OBJECTIVE: Pull out each line in the data below that contains the string "canopy". Matching is case-sensitive.

RECORDS PROVIDED:
..........

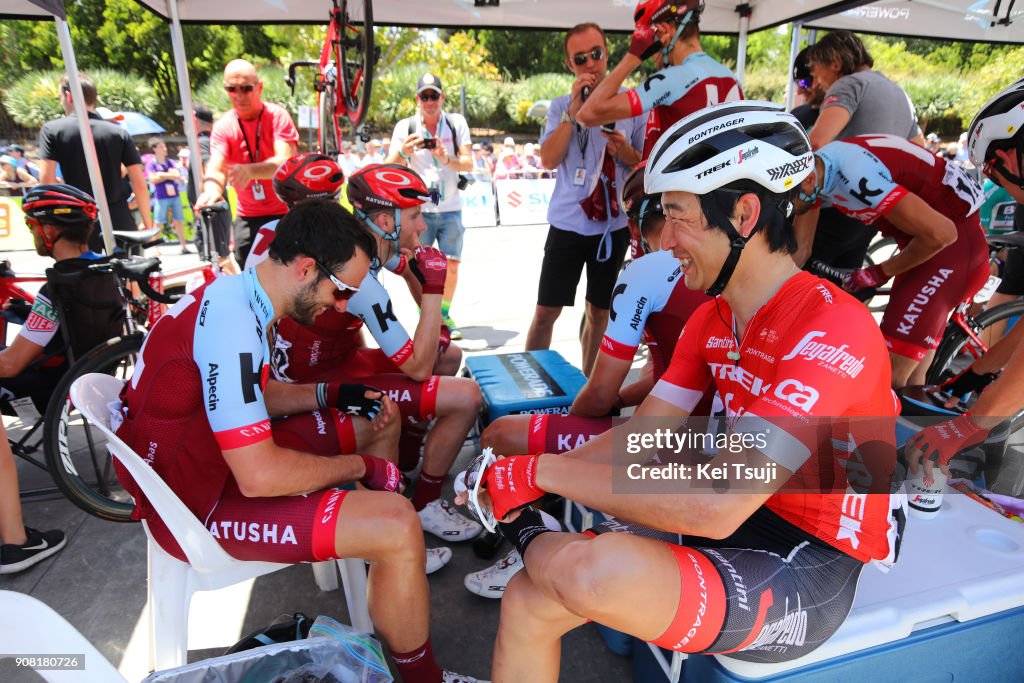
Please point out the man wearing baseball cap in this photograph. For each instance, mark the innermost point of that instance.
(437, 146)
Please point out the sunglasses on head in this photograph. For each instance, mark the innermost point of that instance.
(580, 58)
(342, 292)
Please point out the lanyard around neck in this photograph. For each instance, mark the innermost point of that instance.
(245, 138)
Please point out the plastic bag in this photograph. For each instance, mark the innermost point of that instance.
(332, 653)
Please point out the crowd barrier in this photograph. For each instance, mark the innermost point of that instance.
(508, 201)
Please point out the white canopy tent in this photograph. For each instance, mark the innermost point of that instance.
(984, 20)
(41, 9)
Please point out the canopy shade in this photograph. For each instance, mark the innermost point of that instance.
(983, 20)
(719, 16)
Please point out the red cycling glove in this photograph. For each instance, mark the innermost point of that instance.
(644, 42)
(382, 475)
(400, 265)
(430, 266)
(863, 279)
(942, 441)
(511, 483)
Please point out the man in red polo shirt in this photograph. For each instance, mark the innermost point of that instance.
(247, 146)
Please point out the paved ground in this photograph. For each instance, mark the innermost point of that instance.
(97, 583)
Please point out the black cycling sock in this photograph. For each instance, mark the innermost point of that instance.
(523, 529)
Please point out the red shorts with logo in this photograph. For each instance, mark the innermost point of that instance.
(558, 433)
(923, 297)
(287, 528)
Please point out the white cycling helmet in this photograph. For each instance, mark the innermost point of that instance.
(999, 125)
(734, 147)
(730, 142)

..........

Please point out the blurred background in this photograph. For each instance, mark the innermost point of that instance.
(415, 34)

..........

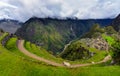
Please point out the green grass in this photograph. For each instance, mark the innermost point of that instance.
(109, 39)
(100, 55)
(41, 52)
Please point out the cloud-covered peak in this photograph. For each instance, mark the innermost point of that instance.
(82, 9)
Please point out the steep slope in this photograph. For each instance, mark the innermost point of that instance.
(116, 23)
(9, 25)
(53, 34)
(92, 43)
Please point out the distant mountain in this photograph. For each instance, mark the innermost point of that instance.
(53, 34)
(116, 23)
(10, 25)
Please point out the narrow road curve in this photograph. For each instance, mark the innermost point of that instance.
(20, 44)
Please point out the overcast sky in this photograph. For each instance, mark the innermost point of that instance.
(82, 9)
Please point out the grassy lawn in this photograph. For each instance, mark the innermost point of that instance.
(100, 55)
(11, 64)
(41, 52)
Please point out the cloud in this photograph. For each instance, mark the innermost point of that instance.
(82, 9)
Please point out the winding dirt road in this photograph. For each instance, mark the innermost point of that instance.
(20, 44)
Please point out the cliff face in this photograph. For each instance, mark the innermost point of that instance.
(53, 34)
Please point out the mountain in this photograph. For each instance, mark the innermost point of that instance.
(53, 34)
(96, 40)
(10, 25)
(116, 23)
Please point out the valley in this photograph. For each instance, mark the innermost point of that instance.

..........

TASK ANSWER:
Please point out the white canopy tent in this photograph. For each instance, mark the innermost point of that instance.
Please point out the canopy shade in this photograph. For each instance, mark the innermost point of that instance.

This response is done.